* Action item: When the line containing "Target: shoulder" is reached, begin transcribing. Continue exactly through the final line of the listing, and return nothing else.

--*--

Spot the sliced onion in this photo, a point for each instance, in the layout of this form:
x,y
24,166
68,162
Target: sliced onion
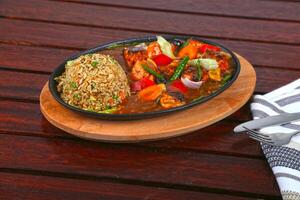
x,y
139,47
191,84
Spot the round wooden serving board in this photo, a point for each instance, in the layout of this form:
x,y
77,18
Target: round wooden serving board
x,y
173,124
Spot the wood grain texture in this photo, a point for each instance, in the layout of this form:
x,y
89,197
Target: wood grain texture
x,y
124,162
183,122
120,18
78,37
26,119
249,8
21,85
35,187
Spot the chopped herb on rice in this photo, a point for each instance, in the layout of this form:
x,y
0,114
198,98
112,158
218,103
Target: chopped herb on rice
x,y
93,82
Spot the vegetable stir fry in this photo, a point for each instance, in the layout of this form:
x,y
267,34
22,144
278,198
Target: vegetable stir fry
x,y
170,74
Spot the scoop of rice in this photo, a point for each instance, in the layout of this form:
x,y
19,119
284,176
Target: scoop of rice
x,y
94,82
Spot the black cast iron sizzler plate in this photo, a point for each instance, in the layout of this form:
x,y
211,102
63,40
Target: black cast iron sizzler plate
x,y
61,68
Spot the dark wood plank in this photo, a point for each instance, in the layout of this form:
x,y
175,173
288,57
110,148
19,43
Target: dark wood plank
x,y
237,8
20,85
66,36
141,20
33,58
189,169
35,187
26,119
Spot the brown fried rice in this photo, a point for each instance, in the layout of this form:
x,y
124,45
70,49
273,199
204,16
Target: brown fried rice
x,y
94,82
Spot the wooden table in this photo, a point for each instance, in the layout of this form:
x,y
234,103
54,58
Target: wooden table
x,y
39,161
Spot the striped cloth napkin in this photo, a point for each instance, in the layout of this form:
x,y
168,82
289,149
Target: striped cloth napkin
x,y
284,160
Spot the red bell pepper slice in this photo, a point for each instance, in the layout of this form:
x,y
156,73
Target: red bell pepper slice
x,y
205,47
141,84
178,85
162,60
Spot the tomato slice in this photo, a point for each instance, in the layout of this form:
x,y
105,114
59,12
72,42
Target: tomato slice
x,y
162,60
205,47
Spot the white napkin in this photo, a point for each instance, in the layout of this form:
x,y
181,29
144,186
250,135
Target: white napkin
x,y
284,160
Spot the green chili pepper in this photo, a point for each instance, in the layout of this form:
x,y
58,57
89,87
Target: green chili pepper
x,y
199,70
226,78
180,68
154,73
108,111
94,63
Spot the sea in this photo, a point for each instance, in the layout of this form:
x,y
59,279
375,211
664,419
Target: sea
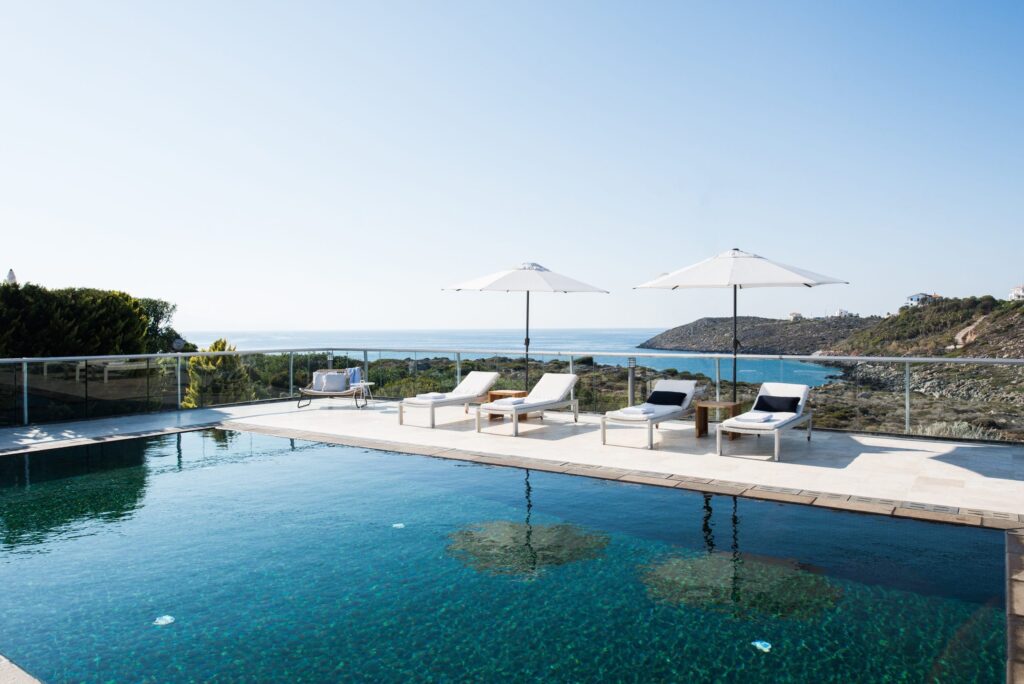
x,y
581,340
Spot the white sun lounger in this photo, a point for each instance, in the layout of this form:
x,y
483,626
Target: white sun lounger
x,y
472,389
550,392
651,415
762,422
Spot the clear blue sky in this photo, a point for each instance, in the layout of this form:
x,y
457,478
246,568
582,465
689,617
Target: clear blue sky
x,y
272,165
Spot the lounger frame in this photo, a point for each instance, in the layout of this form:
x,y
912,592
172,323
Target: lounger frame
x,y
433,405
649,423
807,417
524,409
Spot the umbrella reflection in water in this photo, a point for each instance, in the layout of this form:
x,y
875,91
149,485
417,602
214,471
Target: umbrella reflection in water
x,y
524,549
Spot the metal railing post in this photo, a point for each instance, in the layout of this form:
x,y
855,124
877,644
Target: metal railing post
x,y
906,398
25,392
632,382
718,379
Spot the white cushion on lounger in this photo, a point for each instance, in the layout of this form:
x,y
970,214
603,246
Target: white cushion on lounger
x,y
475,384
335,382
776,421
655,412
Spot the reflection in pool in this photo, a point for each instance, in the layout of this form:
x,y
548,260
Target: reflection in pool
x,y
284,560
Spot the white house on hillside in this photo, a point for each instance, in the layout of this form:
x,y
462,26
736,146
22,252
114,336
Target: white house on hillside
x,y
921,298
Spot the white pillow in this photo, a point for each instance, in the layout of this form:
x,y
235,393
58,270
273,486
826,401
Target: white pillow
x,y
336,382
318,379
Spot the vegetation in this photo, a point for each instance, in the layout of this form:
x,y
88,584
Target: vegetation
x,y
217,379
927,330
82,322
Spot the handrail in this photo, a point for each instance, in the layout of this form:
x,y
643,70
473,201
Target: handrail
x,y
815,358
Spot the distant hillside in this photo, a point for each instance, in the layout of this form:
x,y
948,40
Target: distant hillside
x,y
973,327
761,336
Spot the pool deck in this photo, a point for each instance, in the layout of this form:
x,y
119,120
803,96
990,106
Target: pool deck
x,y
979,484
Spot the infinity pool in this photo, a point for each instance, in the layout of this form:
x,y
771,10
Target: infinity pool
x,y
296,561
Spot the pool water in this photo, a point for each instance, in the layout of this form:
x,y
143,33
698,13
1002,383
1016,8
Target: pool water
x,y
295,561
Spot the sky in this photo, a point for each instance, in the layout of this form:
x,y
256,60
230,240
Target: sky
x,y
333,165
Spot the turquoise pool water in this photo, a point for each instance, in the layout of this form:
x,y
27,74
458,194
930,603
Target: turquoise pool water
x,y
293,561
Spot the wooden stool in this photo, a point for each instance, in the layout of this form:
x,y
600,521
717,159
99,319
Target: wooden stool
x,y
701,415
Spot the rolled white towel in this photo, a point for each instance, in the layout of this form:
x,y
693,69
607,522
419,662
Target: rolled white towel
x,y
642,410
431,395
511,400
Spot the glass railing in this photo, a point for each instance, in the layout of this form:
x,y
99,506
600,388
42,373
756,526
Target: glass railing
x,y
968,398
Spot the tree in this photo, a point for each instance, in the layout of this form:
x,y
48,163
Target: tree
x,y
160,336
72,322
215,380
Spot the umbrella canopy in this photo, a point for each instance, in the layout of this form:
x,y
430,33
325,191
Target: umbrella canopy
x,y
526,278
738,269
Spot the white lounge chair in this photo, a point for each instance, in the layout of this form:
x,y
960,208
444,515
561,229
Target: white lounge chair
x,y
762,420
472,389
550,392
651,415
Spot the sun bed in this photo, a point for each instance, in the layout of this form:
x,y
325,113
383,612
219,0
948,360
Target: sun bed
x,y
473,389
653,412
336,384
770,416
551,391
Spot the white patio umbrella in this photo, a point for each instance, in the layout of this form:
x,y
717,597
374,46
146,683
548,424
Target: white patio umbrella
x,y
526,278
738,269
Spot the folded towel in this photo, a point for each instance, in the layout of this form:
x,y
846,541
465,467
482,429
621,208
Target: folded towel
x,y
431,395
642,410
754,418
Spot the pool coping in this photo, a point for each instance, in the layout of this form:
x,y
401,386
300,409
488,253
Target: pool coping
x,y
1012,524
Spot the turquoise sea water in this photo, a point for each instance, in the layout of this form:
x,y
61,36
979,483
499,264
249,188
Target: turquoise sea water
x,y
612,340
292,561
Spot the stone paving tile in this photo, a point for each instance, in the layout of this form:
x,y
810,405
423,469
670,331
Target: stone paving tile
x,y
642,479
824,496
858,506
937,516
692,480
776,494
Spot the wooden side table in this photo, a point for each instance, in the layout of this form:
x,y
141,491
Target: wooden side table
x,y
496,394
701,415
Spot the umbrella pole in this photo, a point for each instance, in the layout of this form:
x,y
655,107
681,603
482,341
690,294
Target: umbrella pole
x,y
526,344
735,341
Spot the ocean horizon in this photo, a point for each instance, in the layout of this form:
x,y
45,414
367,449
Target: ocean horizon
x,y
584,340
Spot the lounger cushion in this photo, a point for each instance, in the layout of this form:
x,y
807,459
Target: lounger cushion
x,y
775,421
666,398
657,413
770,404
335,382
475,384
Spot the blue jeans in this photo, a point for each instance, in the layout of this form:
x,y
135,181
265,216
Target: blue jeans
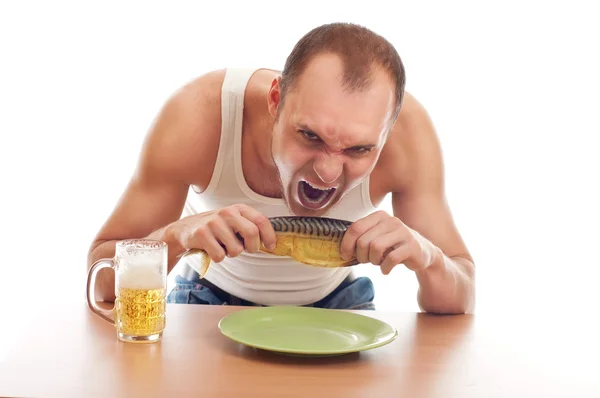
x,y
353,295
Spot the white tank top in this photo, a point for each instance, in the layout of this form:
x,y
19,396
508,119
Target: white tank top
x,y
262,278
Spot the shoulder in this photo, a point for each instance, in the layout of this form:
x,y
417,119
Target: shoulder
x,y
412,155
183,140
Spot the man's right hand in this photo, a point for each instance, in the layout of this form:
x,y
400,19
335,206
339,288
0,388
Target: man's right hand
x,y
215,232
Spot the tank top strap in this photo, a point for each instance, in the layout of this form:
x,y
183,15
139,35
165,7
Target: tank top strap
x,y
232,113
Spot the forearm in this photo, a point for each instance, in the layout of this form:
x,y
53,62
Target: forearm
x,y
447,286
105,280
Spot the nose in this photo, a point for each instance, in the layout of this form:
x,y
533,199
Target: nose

--*--

* Written answer:
Target: shoulder
x,y
412,155
183,140
Spot the man's right hand in this photo, a point for each instance, in the layout of this form:
x,y
400,19
335,206
339,288
0,388
Target: man's right hand
x,y
215,232
Spot the tank top strap in this photo, a point for each instance, in the layout of this form:
x,y
183,15
139,35
165,7
Target: tank top strap
x,y
232,113
Spot the forearm in this photo, a point for each instance, in the layout of this form:
x,y
53,62
Target: forearm
x,y
447,286
105,280
Spot the nose in this photo, a point for each instance, in the layout of this form:
x,y
533,199
Target: nose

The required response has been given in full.